start GIVEN DATA

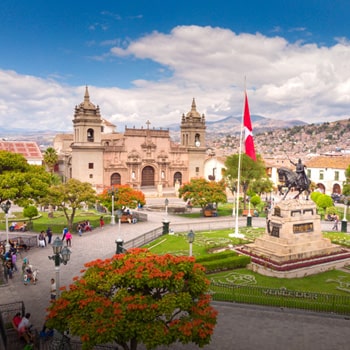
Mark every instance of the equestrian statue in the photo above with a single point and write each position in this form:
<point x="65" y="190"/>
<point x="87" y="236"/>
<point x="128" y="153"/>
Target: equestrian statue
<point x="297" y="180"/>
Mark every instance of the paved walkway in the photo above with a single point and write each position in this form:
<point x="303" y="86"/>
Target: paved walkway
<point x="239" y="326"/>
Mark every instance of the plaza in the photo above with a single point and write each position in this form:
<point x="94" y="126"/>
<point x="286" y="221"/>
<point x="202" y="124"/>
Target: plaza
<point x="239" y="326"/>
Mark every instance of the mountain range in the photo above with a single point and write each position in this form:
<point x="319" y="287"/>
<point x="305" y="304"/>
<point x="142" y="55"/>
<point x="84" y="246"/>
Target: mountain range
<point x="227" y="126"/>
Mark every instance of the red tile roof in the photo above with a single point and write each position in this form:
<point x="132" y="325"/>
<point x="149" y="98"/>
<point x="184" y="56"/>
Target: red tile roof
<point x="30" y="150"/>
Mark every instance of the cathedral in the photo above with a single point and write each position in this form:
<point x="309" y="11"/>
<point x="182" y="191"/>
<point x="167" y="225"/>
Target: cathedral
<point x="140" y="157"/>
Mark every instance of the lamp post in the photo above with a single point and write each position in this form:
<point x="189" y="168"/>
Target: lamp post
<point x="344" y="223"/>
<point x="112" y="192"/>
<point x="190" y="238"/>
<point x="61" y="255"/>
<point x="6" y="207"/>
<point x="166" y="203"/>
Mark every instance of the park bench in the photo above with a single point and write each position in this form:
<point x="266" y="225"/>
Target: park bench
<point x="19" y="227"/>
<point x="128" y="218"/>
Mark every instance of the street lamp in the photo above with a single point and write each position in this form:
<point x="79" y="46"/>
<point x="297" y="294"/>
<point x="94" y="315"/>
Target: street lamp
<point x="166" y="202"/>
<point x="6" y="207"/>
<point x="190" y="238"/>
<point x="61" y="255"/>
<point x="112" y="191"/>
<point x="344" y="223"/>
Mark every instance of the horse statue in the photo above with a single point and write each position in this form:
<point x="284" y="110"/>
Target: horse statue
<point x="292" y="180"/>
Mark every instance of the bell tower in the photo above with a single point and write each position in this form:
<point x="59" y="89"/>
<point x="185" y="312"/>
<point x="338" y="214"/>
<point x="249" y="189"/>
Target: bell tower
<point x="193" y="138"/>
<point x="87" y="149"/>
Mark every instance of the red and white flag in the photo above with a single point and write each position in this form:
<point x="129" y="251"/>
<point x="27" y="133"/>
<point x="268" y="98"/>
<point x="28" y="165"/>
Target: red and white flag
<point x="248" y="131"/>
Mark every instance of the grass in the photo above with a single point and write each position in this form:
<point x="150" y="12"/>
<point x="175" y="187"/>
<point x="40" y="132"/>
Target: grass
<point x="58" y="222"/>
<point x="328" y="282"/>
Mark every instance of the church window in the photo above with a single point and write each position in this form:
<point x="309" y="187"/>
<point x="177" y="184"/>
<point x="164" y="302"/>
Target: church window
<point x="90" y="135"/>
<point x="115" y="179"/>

end GIVEN DATA

__WORK TO BE COMPLETED__: Can you repeat the material word for word, starting at the line containing "Mark every instance of the grass" and continuing through the end of the material?

__COMPLETED TASK__:
Mark every instance of the grass in the photo above with a single point and write each position in this form:
<point x="150" y="12"/>
<point x="175" y="187"/>
<point x="40" y="132"/>
Target: grass
<point x="58" y="222"/>
<point x="328" y="282"/>
Mark every instance of the church window in the photo above with a single point and write each position in this form:
<point x="309" y="187"/>
<point x="177" y="184"/>
<point x="164" y="302"/>
Target: church window
<point x="90" y="135"/>
<point x="115" y="179"/>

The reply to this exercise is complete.